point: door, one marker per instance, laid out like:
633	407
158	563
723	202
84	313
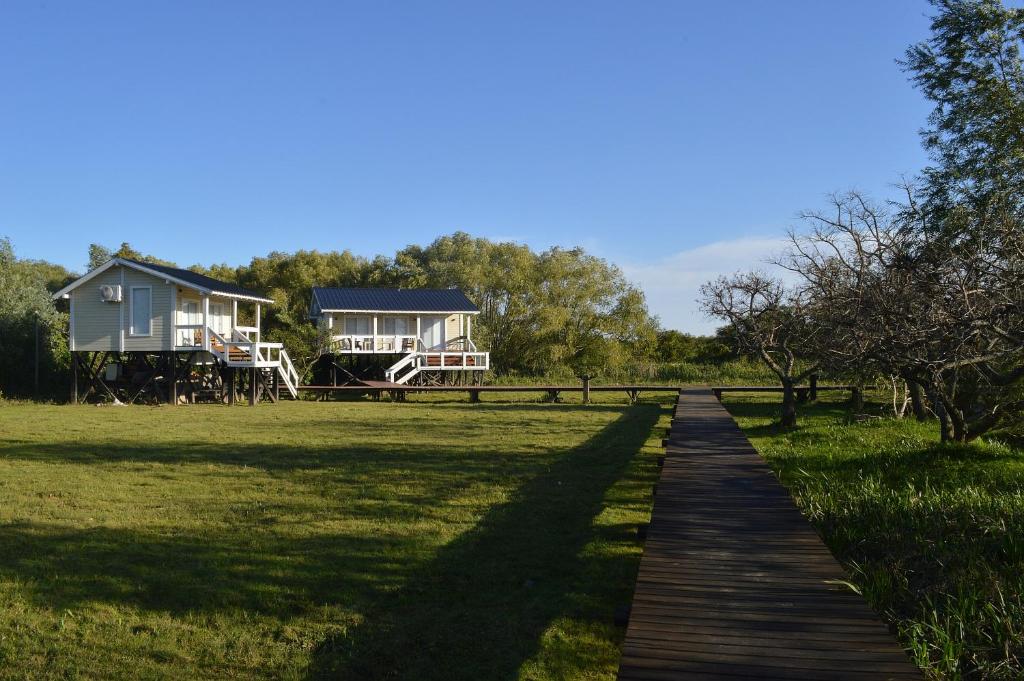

__任务目标__. 提取上面全部记录中的各行文字，一字不改地照抄，答案里不要放图片。

__最终答案__.
point: door, one marker per instance, laid out like:
633	407
158	563
723	202
84	313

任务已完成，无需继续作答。